- Task instructions:
Arrange each line of the material below as a Markdown table with two columns, Row and Line, numbering the rows and leaving out blank lines.

- Object location annotation data:
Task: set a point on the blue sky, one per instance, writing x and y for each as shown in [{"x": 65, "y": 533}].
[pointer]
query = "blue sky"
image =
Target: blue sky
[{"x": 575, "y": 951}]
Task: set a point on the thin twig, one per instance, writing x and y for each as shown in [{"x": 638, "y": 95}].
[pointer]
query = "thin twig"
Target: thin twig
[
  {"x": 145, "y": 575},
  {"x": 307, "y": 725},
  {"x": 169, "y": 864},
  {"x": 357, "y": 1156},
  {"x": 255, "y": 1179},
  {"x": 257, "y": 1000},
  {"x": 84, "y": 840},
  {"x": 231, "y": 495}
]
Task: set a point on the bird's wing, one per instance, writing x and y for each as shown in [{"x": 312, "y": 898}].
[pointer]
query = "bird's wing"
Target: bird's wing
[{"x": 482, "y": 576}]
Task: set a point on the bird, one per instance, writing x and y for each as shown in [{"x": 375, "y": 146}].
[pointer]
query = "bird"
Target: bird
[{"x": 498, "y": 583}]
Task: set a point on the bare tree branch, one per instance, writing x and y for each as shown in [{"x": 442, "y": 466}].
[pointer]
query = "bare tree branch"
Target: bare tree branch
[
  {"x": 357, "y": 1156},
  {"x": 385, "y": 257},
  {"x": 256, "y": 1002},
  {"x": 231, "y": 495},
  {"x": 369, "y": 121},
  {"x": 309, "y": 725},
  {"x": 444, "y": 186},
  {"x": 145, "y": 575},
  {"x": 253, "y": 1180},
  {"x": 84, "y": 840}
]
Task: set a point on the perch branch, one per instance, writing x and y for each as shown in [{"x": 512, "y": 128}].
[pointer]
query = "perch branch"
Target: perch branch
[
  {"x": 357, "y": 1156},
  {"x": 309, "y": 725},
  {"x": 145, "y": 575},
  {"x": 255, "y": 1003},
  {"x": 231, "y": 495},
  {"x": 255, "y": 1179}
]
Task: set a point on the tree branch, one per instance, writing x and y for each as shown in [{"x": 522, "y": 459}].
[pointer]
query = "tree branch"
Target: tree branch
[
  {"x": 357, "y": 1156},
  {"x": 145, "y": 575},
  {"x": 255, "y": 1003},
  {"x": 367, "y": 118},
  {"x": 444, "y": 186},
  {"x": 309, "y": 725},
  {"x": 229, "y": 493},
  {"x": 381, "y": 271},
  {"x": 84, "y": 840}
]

- Finished task:
| Row | Line |
|---|---|
| 1 | Task: set a point on the blue sky, one per instance, writing x and y for each as shown in [{"x": 65, "y": 533}]. |
| 2 | [pointer] |
| 3 | query = "blue sky" |
| 4 | image = |
| 5 | Target: blue sky |
| 6 | [{"x": 575, "y": 951}] |
| 7 | Task: set a point on the thin twig, one per instance, writing x and y for each as shown in [{"x": 638, "y": 95}]. |
| 8 | [pointer] |
| 9 | query = "thin twig" |
| 10 | Target: thin twig |
| 11 | [ |
| 12 |   {"x": 145, "y": 575}, |
| 13 |   {"x": 307, "y": 725}, |
| 14 |   {"x": 169, "y": 864}, |
| 15 |   {"x": 357, "y": 1156}, |
| 16 |   {"x": 255, "y": 1179}, |
| 17 |   {"x": 257, "y": 1000}, |
| 18 |   {"x": 84, "y": 840}, |
| 19 |   {"x": 231, "y": 495} |
| 20 | ] |
| 21 | Task: set a point on the bird's wing, one per instance, writing x and y for each as shown in [{"x": 312, "y": 898}]. |
| 22 | [pointer] |
| 23 | query = "bird's wing" |
| 24 | Target: bird's wing |
| 25 | [{"x": 482, "y": 576}] |
| 26 | Task: set a point on the bird, one per instance, writing x and y for each as shown in [{"x": 375, "y": 146}]. |
| 27 | [pointer] |
| 28 | query = "bird" |
| 29 | Target: bird |
| 30 | [{"x": 498, "y": 583}] |
| 31 | Task: set a point on the bare tree branch, one per instance, writing x and y for each as shown in [{"x": 442, "y": 466}]. |
| 32 | [pointer] |
| 33 | query = "bare tree branch" |
| 34 | Target: bare tree branch |
| 35 | [ |
| 36 |   {"x": 357, "y": 1156}, |
| 37 |   {"x": 385, "y": 257}, |
| 38 |   {"x": 256, "y": 1002}, |
| 39 |   {"x": 231, "y": 495}, |
| 40 |   {"x": 369, "y": 121}, |
| 41 |   {"x": 309, "y": 725}, |
| 42 |   {"x": 444, "y": 186}, |
| 43 |   {"x": 145, "y": 575}, |
| 44 |   {"x": 253, "y": 1180}, |
| 45 |   {"x": 84, "y": 840} |
| 46 | ] |
| 47 | Task: set a point on the perch branch, one per instance, writing x and y for each as shown in [{"x": 512, "y": 128}]. |
| 48 | [pointer] |
| 49 | query = "perch branch" |
| 50 | Target: perch branch |
| 51 | [ |
| 52 |   {"x": 357, "y": 1156}, |
| 53 |   {"x": 309, "y": 725}, |
| 54 |   {"x": 145, "y": 575}, |
| 55 |   {"x": 255, "y": 1003}, |
| 56 |   {"x": 231, "y": 495}, |
| 57 |   {"x": 255, "y": 1179} |
| 58 | ] |
| 59 | Task: set a point on the tree branch, one per instance, writing x and y for each as shown in [{"x": 522, "y": 459}]. |
| 60 | [pointer] |
| 61 | query = "tree branch" |
| 62 | Target: tree branch |
| 63 | [ |
| 64 |   {"x": 357, "y": 1156}, |
| 65 |   {"x": 145, "y": 575}, |
| 66 |   {"x": 255, "y": 1003}, |
| 67 |   {"x": 367, "y": 118}, |
| 68 |   {"x": 444, "y": 186}, |
| 69 |   {"x": 309, "y": 725}, |
| 70 |   {"x": 229, "y": 493}, |
| 71 |   {"x": 381, "y": 271}, |
| 72 |   {"x": 84, "y": 840} |
| 73 | ] |